======== Data for the task ========

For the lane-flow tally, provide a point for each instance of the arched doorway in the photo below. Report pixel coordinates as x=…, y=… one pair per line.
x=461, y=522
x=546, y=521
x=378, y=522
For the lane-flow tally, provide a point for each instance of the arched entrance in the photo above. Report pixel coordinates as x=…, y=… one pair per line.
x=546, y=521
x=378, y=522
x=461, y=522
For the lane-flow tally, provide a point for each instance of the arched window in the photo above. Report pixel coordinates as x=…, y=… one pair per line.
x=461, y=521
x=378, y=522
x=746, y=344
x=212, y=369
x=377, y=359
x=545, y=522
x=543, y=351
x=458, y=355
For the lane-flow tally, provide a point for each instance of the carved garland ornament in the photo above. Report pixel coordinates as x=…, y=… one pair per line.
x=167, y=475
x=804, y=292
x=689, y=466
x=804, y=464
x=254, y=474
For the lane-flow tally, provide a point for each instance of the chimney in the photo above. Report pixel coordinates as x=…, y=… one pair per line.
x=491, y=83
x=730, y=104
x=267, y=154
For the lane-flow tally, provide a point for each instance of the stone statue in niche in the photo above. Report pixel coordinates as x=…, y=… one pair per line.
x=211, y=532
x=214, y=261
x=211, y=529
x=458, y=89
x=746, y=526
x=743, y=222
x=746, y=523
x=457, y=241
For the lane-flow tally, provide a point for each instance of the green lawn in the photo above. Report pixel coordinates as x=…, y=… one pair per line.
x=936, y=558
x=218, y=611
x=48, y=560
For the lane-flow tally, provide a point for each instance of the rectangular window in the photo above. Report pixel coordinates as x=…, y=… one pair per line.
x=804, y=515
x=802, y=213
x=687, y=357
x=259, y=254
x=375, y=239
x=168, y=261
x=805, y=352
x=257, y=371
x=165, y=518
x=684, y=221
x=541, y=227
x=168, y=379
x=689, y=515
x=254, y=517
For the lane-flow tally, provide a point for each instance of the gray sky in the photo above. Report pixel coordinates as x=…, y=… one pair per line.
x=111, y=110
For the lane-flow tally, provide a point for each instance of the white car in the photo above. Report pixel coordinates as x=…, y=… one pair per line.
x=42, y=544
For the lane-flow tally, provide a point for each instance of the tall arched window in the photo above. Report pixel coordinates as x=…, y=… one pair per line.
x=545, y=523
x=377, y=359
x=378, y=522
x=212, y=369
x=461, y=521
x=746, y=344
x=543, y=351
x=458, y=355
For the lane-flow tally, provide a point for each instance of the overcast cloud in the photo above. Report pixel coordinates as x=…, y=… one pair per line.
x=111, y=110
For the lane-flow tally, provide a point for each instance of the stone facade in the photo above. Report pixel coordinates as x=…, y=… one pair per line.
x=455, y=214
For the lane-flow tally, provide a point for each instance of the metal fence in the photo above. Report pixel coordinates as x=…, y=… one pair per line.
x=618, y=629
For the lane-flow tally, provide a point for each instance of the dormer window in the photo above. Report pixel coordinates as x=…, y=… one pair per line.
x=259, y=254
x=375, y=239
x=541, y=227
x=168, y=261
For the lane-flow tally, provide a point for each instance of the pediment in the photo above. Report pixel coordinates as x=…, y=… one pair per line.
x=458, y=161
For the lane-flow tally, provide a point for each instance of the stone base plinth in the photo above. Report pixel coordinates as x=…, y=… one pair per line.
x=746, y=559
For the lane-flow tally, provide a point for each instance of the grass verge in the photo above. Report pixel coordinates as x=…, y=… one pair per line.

========
======== Data for the task ========

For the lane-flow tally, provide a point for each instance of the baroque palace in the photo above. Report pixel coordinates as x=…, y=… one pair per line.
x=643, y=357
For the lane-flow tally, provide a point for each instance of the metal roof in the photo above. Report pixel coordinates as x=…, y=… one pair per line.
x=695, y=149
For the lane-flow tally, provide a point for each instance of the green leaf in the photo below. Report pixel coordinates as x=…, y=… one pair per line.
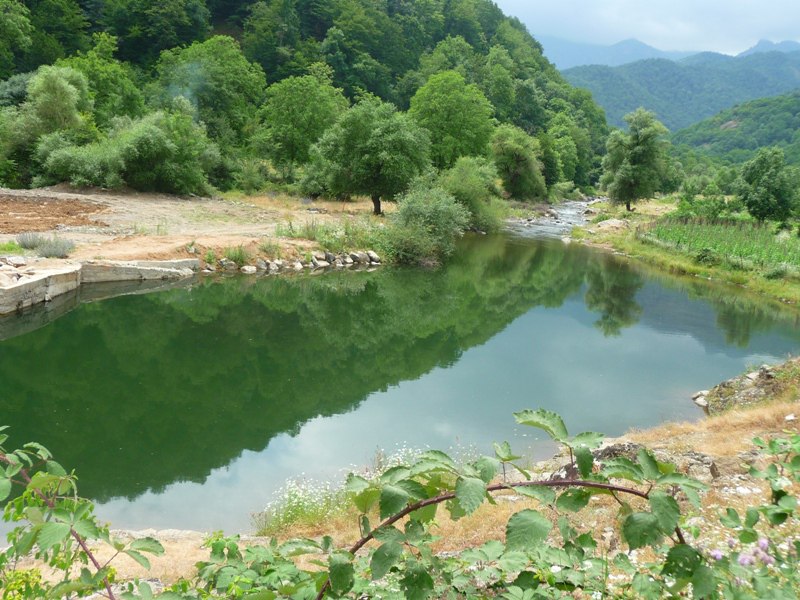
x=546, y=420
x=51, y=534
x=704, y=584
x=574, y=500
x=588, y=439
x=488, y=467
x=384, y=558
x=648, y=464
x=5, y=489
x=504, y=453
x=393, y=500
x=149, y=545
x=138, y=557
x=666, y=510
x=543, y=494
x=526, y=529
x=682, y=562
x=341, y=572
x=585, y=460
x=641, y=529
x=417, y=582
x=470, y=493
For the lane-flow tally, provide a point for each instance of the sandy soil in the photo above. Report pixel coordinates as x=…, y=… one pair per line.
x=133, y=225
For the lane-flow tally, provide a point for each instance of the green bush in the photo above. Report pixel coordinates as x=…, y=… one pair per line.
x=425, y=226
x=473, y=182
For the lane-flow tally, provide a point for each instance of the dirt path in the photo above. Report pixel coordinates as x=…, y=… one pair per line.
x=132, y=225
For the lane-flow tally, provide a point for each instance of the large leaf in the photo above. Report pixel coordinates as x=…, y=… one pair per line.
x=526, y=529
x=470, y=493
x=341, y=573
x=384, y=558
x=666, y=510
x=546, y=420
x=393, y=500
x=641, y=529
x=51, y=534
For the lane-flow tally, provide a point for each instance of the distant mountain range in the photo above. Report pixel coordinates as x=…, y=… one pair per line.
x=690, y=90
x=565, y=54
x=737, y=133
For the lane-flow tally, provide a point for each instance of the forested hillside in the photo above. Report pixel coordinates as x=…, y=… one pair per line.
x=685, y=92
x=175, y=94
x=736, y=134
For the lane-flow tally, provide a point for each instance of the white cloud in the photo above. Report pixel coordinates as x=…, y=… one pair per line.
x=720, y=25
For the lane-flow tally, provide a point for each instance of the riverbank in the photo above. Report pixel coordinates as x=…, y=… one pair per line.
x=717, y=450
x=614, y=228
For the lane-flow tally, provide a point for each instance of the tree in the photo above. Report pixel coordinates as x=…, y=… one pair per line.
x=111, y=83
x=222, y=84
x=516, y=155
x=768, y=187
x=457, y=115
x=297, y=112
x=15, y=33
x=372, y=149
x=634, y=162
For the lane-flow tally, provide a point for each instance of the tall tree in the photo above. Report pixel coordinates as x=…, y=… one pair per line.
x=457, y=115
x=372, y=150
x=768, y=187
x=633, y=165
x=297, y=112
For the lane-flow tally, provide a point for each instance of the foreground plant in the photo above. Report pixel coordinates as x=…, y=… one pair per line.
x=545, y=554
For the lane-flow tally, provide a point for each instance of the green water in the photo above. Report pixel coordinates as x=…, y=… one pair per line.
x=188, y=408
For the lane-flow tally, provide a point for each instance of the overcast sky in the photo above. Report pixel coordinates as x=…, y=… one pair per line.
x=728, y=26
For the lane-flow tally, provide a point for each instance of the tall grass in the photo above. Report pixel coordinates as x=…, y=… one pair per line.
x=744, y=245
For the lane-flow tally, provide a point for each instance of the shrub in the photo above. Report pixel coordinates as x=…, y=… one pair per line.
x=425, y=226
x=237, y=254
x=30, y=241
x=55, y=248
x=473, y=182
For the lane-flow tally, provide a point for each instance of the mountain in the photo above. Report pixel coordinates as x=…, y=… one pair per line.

========

Description of the task: Copy the lines beginning with the one that contains "the arched doorway" up to and including the one that contains "x=254, y=474", keeping every line unchanged.

Solution to this exercise:
For the lane-flow tally, provide a point for each instance of the arched doorway in the photo below. Report pixel coordinates as x=…, y=… one pair per line.
x=461, y=522
x=546, y=521
x=378, y=522
For the lane-flow tally, provide a point for each instance of the arched entrance in the photo above. Report pixel coordinates as x=…, y=… one pair per line.
x=546, y=521
x=378, y=522
x=461, y=522
For the lane-flow tally, provide a point for each instance of the arched window in the photo above. Report pixel coordinates as x=…, y=… one pair per line.
x=461, y=521
x=378, y=522
x=746, y=344
x=212, y=369
x=377, y=359
x=545, y=522
x=543, y=351
x=458, y=355
For the lane-flow tally, provide a point for each instance of the carved garland ornament in the photo above. Report pixel coordinates as x=…, y=… one pair per line.
x=167, y=475
x=804, y=292
x=689, y=466
x=804, y=464
x=254, y=474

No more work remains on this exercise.